Data extracted from a collection
"""

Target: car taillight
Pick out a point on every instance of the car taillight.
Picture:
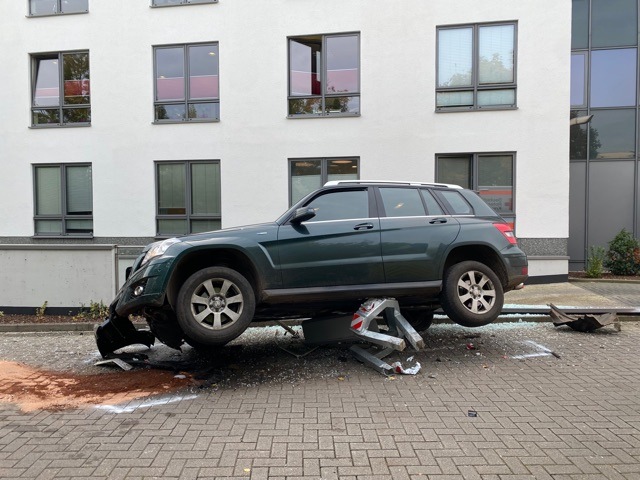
(507, 231)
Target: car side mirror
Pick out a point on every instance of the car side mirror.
(302, 215)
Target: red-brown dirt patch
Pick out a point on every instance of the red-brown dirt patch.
(32, 389)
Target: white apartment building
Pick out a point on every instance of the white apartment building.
(128, 121)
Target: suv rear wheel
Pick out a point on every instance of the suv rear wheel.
(215, 305)
(472, 295)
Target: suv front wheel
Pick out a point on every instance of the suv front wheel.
(214, 306)
(472, 294)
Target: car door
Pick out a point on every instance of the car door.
(339, 246)
(415, 233)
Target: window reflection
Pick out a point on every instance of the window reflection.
(614, 23)
(178, 98)
(612, 134)
(321, 67)
(613, 77)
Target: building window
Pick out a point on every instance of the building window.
(186, 83)
(309, 174)
(168, 3)
(60, 89)
(476, 67)
(57, 7)
(63, 199)
(324, 75)
(490, 174)
(188, 195)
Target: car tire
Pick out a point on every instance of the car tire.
(472, 294)
(214, 306)
(420, 319)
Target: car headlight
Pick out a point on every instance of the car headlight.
(158, 249)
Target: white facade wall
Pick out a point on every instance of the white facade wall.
(396, 137)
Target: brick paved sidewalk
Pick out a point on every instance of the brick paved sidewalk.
(538, 416)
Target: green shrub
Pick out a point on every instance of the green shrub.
(623, 257)
(595, 262)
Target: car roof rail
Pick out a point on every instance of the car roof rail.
(333, 183)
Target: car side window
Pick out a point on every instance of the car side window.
(340, 205)
(432, 205)
(402, 202)
(456, 202)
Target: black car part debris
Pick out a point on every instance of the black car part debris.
(118, 332)
(583, 323)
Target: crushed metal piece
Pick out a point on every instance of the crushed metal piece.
(584, 323)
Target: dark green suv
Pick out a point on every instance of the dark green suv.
(427, 245)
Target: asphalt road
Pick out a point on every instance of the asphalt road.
(509, 401)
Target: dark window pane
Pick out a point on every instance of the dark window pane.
(44, 227)
(455, 57)
(495, 48)
(205, 188)
(342, 169)
(84, 226)
(456, 202)
(171, 189)
(79, 196)
(343, 64)
(44, 117)
(170, 74)
(578, 138)
(612, 134)
(454, 99)
(342, 105)
(495, 181)
(578, 72)
(172, 227)
(496, 97)
(580, 24)
(76, 115)
(76, 78)
(305, 106)
(306, 177)
(613, 77)
(75, 6)
(203, 71)
(48, 191)
(341, 205)
(198, 226)
(43, 7)
(433, 208)
(455, 170)
(204, 110)
(305, 57)
(614, 23)
(402, 202)
(47, 88)
(170, 112)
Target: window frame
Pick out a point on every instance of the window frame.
(509, 216)
(475, 86)
(61, 107)
(323, 95)
(182, 3)
(63, 216)
(187, 77)
(188, 215)
(59, 12)
(324, 170)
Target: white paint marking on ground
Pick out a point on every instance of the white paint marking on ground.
(132, 407)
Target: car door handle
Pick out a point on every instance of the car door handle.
(363, 226)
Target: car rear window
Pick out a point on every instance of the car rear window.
(456, 202)
(402, 202)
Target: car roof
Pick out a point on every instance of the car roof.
(334, 183)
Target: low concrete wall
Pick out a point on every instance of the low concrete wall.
(64, 276)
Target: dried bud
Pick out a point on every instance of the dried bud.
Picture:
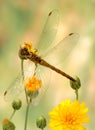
(8, 125)
(16, 104)
(41, 122)
(75, 85)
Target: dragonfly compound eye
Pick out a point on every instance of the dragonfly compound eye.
(23, 53)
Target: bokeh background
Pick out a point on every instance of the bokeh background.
(22, 20)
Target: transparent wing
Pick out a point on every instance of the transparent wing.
(43, 74)
(49, 31)
(17, 87)
(61, 51)
(14, 89)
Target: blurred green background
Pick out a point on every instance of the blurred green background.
(22, 20)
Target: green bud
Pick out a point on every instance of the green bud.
(8, 125)
(16, 104)
(75, 84)
(41, 122)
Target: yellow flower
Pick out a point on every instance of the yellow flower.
(69, 116)
(32, 84)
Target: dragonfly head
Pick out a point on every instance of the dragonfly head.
(23, 53)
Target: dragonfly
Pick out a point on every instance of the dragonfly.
(46, 48)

"""

◆ **PROMPT**: Verbatim copy, pictures excluded: output the lines from the first line of the records above through the line containing "Target: asphalt road".

◆ **RESULT FOR THIS TASK**:
Target: car taillight
Pick out a point on every instance of the car taillight.
Picture:
(507, 231)
Target: car side mirror
Pick out a point on every instance of the car side mirror.
(302, 215)
Target: red-brown dirt patch
Pick out a point on every instance of the red-brown dirt patch.
(32, 389)
Target: white apartment building
Pick out a point on every instance of the white apartment building.
(128, 121)
Target: suv rear wheel
Pick out a point on every instance of the suv rear wheel.
(215, 305)
(472, 295)
Target: suv front wheel
Pick out a point on every instance of the suv front wheel.
(214, 306)
(472, 294)
Target: car door
Pick out a point on every instance of the car door.
(339, 246)
(415, 233)
Target: window reflection
Pick out a point on every instance of the window reflection.
(614, 23)
(178, 98)
(612, 134)
(321, 67)
(613, 77)
Target: building window
Pick out a point on every instance of the building window.
(186, 83)
(309, 174)
(168, 3)
(60, 89)
(476, 67)
(57, 7)
(63, 199)
(324, 75)
(490, 174)
(188, 195)
Target: car tire
Pick out a point on every instance of the car tire.
(472, 294)
(214, 306)
(420, 319)
Target: car headlight
Pick out a point on every instance of the car headlight.
(158, 249)
Target: white facade wall
Pick out a point on every instance of the white facade wall.
(396, 137)
Target: brick paved sidewalk
Pick out a point on every instance of the brick paved sidewalk.
(538, 416)
Target: green shrub
Pick out a point on every instance of the green shrub.
(623, 257)
(595, 262)
Target: car roof rail
Pick out a point on every instance of the car roof rail.
(333, 183)
Target: car side window
Pick out a point on every instance of the car side window.
(340, 205)
(432, 205)
(402, 202)
(456, 202)
Target: black car part debris
Pick out a point on every instance of the black car part debris.
(118, 332)
(583, 323)
Target: crushed metal piece
Pick out a point on every instance of the crushed metal piece.
(584, 323)
Target: dark green suv
Pick out a point on every instance of the dark green suv.
(427, 245)
Target: asphalt road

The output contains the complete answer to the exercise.